== EXTRACT PROVIDED ==

The fig tree under which we thought we were sitting has turned out to offer us a false sense of security. Though some of us are fumbling in our attempts, we’ve been forced to wake up to the blatant racism, the persistence of obvious falsehoods and the perversion of justice being practiced in the name of freedom. We are discovering the need to leave the pretense of peacefulness in our gardens and stand up to the abuse of power around us.

If it’s hard to know for sure why Nathanael left his fig tree, it’s harder to understand how he recognized Jesus so completely. But it has something to do with the fact that Jesus already knows him. Like the woman whom Jesus will meet at the well who confesses, “He told me everything I have ever done,” Nathanael realizes that Jesus knows not just where he’s been sitting, but knows him fully, perfectly and completely, as only God can know us. Nathanael joins the growing team of Jesus followers, and leaves his sitting under a fig-tree days of false security behind.

The way John tells the story reminds us that Jesus’ call connects us to others. The disciples are called into relationship. In the city of Peter and Andrew, Philip extends the invitation to Nathanael. Jesus himself is part of the family of Joseph. And, though you can’t tell it in the English translation here, when Jesus tells the fledging group that they can anticipate seeing greater things, he uses the plural form of “you.” He calls them into a restored beloved community, in which God’s love and truth will be revealed to them in relationship with him and each other. Like the ladder reaching down to earth in Jacob’s dreams, Jesus will himself bridge us into the love of God for all people.

Tomorrow the nation will honor the life and legacy of Dr. Martin Luther King, Jr., on the 92nd anniversary of his birth. His 1963, “Letter from Birmingham Jail[vi]” was written in response to comments he had received from eight white clergy from Birmingham who had encouraged him to turn down his rhetoric and wait for the courts to rule for justice.

King responded with an appeal to the early followers of Jesus. Just as the first disciples had brought life-changing, society-transforming, new ways of living into every community they entered, so Dr. King longed for the church today to openly strive for justice wherever it operated. His non-violent movement confronted the racist oppression and discrimination embedded in American life, and called on the church, the state, and the people of this country to take a stance for justice.

===
== DATASET EXTRACT ==

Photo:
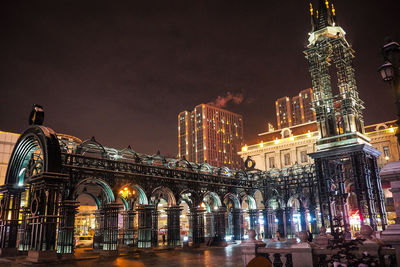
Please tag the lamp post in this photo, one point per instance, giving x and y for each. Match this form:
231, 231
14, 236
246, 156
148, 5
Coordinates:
390, 73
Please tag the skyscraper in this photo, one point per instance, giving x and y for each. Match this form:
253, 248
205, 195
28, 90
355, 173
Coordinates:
210, 134
283, 112
296, 110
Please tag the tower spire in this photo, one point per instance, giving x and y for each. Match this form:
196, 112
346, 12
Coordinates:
324, 15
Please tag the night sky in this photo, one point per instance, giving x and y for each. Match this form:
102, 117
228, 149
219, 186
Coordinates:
122, 70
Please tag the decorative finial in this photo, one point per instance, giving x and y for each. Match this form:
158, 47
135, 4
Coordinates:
36, 117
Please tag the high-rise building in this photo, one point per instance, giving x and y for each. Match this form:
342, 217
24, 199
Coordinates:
210, 134
307, 99
296, 110
283, 112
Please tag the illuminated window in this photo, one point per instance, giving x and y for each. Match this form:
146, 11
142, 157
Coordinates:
286, 158
386, 152
303, 156
271, 162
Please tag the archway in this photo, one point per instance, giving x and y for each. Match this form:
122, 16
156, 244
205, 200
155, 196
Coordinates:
212, 204
164, 201
250, 215
234, 226
94, 225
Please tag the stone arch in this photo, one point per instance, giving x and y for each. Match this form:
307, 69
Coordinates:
190, 197
258, 197
138, 197
165, 193
23, 162
250, 202
92, 147
212, 200
235, 201
380, 126
286, 132
96, 183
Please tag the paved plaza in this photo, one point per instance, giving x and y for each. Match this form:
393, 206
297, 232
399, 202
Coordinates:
210, 257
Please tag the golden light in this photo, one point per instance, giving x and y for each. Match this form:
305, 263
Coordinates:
126, 192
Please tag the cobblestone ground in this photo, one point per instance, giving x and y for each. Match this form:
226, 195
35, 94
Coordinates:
209, 257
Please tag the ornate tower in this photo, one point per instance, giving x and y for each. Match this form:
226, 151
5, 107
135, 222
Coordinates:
346, 169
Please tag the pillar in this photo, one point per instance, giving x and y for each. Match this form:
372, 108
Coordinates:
219, 222
313, 219
98, 231
303, 220
288, 221
281, 222
65, 240
154, 227
197, 218
210, 231
129, 228
46, 193
24, 231
145, 225
9, 215
173, 224
237, 221
267, 233
110, 232
253, 214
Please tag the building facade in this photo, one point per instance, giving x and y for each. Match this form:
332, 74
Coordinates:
7, 142
285, 147
210, 134
296, 110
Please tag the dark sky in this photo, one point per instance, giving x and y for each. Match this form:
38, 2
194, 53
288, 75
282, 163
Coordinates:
123, 70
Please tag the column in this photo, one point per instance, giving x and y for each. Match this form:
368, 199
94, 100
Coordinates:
129, 228
265, 214
98, 231
173, 223
303, 220
154, 228
145, 225
24, 232
313, 219
210, 231
65, 240
110, 233
237, 221
288, 221
197, 217
281, 222
9, 213
253, 214
46, 194
219, 222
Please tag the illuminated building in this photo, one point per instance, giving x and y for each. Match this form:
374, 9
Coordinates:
296, 110
7, 142
210, 134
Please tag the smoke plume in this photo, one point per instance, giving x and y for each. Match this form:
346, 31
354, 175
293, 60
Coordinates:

===

REQUESTS:
**a.** According to the extract, what had the eight white clergy from Birmingham encouraged Dr. King to do?
**b.** Reproduce verbatim everything in the extract from "The way John" down to "for all people.".

ANSWERS TO THE TASKS:
**a.** They had encouraged him to turn down his rhetoric and wait for the courts to rule for justice.

**b.**
The way John tells the story reminds us that Jesus’ call connects us to others. The disciples are called into relationship. In the city of Peter and Andrew, Philip extends the invitation to Nathanael. Jesus himself is part of the family of Joseph. And, though you can’t tell it in the English translation here, when Jesus tells the fledging group that they can anticipate seeing greater things, he uses the plural form of “you.” He calls them into a restored beloved community, in which God’s love and truth will be revealed to them in relationship with him and each other. Like the ladder reaching down to earth in Jacob’s dreams, Jesus will himself bridge us into the love of God for all people.